### Direction a:
Repeat word for word the stretch of the ethanol cable from "1. On October" through "state of Vitoria.".

### Document section:
* * *
STATE FOR WHA/BSC, WHA/EPSC, EB/ESC

E.O. 12958: N/A
TAGS: ENRG ETRD BR
SUBJECT: ITC Specialist Discusses Ethanol in Rio de Janeiro

UNCLAS RIO DE JANEIRO 000322

SIPDIS

STATE FOR WHA/BSC, WHA/EPSC, EB/ESC

E.O. 12958: N/A
TAGS: ENRG ETRD BR
SUBJECT: ITC Specialist Discusses Ethanol in Rio de Janeiro


1. On October 21-22, International Trade Commission Trade
Specialist Douglass Newman, accompanied by Senior Pol/Econ
Specialist, visited Rio de Janeiro to meet with Brazilian contacts
on ethanol issues. Mr. Newman's focus is ethanol trade and
specifically CBI quota issues. Newmann also had meetings in Sao
Paulo and visited ethanol mills in the state of Vitoria.


2. Sandra Polonia Rios, trade specialist and consultant to Brazil's
National Confederation of Industries (CNI),discussed ethanol and
sustainability issues. Rios indicated that Andre Nassar, Director
General of the Institute for International Trade Negotiations
(ICONE),a Sao Paulo-based institute, had conducted several studies
on sustainability. ICONE has a representative on the Board of
Directors of the Institute for Responsible Agribusiness (ARES),a
think tank on agribusiness sustainability. Rios said that big
Brazilian multinational companies like giant mining company VALE and
poultry and pig producer SADIA are investing a great deal in
sustainability, not only because of trade but also because of their
own investments in "green funds" in the stock market. The pressure
for sustainability comes not only from international organizations
but also from domestic NGOs and the public opinion, she said.
* * *
### Extracted material:
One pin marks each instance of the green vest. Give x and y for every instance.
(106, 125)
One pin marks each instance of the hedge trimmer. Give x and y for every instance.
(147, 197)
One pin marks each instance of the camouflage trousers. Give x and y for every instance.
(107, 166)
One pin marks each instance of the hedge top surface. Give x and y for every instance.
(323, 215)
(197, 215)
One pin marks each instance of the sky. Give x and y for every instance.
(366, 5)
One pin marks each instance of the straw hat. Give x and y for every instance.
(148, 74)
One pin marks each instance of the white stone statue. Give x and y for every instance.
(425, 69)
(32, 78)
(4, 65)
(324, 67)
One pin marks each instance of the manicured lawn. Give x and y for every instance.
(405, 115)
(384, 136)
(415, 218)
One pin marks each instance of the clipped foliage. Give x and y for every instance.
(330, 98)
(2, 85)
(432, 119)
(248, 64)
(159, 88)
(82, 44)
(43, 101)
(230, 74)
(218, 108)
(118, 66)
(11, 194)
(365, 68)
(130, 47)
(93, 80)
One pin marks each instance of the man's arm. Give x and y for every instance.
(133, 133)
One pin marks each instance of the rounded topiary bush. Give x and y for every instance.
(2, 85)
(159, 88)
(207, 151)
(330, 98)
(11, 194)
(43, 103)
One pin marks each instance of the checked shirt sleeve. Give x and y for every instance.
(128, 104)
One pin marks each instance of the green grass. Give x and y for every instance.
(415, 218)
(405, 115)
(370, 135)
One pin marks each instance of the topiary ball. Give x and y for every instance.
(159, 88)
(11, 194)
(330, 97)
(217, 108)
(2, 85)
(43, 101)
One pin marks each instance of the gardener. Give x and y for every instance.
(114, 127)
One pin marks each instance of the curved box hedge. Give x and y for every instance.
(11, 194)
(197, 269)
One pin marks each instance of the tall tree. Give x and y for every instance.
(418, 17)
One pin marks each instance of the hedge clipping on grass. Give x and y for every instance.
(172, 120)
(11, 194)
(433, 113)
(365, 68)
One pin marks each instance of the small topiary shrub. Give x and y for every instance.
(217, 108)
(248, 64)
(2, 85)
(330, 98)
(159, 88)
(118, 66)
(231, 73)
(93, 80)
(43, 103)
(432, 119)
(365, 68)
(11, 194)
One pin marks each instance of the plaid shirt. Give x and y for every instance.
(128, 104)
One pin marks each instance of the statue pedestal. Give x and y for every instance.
* * *
### Direction b:
Swap "plaid" for "tartan" in the stretch of entries from the line containing "One pin marks each instance of the hedge clipping" through the end of the entries, and give only those lines with everything else left unchanged.

### Worked solution a:
1. On October 21-22, International Trade Commission Trade
Specialist Douglass Newman, accompanied by Senior Pol/Econ
Specialist, visited Rio de Janeiro to meet with Brazilian contacts
on ethanol issues. Mr. Newman's focus is ethanol trade and
specifically CBI quota issues. Newmann also had meetings in Sao
Paulo and visited ethanol mills in the state of Vitoria.

### Worked solution b:
One pin marks each instance of the hedge clipping on grass. Give x and y for every instance.
(172, 120)
(11, 194)
(433, 113)
(365, 68)
One pin marks each instance of the small topiary shrub. Give x and y for every instance.
(217, 108)
(248, 64)
(2, 85)
(330, 98)
(159, 88)
(118, 66)
(231, 73)
(93, 80)
(43, 103)
(432, 119)
(365, 68)
(11, 194)
One pin marks each instance of the tartan shirt. Give x and y for every instance.
(128, 104)
One pin marks each instance of the statue pedestal. Give x and y for every instance.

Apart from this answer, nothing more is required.